- [Task requirements]
In the rows below, switch every "rough mask" to "coarse mask" and reproduce all the lines with nothing else changed.

- [Material for this exercise]
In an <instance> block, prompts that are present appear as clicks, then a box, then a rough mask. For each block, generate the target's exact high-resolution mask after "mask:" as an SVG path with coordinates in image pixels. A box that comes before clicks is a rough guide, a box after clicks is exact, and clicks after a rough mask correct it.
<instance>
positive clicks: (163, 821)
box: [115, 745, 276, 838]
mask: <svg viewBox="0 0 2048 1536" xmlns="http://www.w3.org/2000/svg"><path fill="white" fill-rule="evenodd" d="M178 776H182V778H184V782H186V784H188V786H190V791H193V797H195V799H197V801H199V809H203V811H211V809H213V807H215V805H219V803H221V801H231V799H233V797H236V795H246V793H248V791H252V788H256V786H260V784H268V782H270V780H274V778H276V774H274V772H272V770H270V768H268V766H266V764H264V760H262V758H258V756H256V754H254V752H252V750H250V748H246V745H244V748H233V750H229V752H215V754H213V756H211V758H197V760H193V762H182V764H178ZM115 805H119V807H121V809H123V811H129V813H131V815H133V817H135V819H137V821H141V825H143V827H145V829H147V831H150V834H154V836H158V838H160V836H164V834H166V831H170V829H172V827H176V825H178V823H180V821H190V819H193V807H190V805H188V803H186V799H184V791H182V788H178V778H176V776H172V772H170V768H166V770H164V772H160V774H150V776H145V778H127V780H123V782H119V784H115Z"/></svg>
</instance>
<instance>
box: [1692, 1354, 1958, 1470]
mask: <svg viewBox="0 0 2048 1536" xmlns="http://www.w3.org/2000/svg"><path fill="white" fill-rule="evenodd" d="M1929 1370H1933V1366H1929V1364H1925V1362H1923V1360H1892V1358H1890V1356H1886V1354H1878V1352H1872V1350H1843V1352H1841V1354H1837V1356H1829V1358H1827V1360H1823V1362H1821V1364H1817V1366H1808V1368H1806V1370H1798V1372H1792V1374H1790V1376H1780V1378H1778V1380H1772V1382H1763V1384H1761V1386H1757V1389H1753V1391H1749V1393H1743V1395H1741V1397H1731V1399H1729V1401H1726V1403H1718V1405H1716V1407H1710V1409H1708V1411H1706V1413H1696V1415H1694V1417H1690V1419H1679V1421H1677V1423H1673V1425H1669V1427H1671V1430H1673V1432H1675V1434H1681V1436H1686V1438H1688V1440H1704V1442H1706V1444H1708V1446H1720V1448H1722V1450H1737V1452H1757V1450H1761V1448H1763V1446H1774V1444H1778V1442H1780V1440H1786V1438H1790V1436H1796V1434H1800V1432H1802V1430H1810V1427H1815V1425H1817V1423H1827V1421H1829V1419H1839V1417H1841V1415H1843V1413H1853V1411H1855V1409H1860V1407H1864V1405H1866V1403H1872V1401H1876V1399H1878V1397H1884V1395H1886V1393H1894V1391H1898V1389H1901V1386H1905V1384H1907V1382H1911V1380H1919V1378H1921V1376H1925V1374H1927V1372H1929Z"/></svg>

- [Result for this task]
In an <instance> block, prompts that are present appear as clicks, then a box, then a coarse mask. For each block, generate the target's exact high-resolution mask after "mask:" as an SVG path with coordinates in image pixels. A box that comes before clicks is a rough guide, a box after clicks is exact, and clicks after a coarse mask correct it.
<instance>
positive clicks: (163, 821)
box: [115, 745, 276, 838]
mask: <svg viewBox="0 0 2048 1536" xmlns="http://www.w3.org/2000/svg"><path fill="white" fill-rule="evenodd" d="M178 776H182V778H184V782H186V784H188V786H190V791H193V797H195V799H197V801H199V809H203V811H211V809H213V807H215V805H219V803H221V801H231V799H233V797H236V795H246V793H248V791H252V788H256V786H260V784H268V782H270V780H274V778H276V774H274V772H272V770H270V768H268V766H266V764H264V760H262V758H258V756H256V754H254V752H252V750H250V748H246V745H244V748H233V750H229V752H215V754H213V756H211V758H197V760H193V762H182V764H178ZM115 805H119V807H121V809H123V811H129V813H131V815H133V817H135V819H137V821H141V825H143V827H145V829H147V831H150V834H154V836H158V838H160V836H164V834H166V831H170V829H172V827H176V825H178V823H180V821H190V819H193V807H190V805H188V803H186V799H184V791H182V788H178V778H176V776H172V772H170V768H166V770H164V772H160V774H150V776H145V778H127V780H123V782H119V784H115Z"/></svg>
</instance>
<instance>
box: [1692, 1354, 1958, 1470]
mask: <svg viewBox="0 0 2048 1536" xmlns="http://www.w3.org/2000/svg"><path fill="white" fill-rule="evenodd" d="M1929 1370H1933V1366H1929V1364H1925V1362H1923V1360H1892V1358H1890V1356H1886V1354H1878V1352H1872V1350H1843V1352H1841V1354H1837V1356H1829V1358H1827V1360H1823V1362H1821V1364H1817V1366H1808V1368H1806V1370H1798V1372H1792V1374H1790V1376H1780V1378H1778V1380H1772V1382H1763V1384H1761V1386H1757V1389H1753V1391H1749V1393H1743V1395H1741V1397H1731V1399H1729V1401H1726V1403H1718V1405H1716V1407H1710V1409H1708V1411H1706V1413H1696V1415H1694V1417H1690V1419H1679V1421H1677V1423H1673V1425H1669V1427H1671V1430H1673V1432H1675V1434H1681V1436H1686V1438H1688V1440H1704V1442H1706V1444H1708V1446H1720V1448H1722V1450H1737V1452H1757V1450H1761V1448H1763V1446H1774V1444H1778V1442H1780V1440H1786V1438H1790V1436H1796V1434H1800V1432H1802V1430H1810V1427H1815V1425H1817V1423H1827V1421H1829V1419H1839V1417H1841V1415H1843V1413H1853V1411H1855V1409H1860V1407H1864V1405H1866V1403H1872V1401H1876V1399H1878V1397H1884V1395H1886V1393H1894V1391H1898V1389H1901V1386H1905V1384H1907V1382H1911V1380H1919V1378H1921V1376H1925V1374H1927V1372H1929Z"/></svg>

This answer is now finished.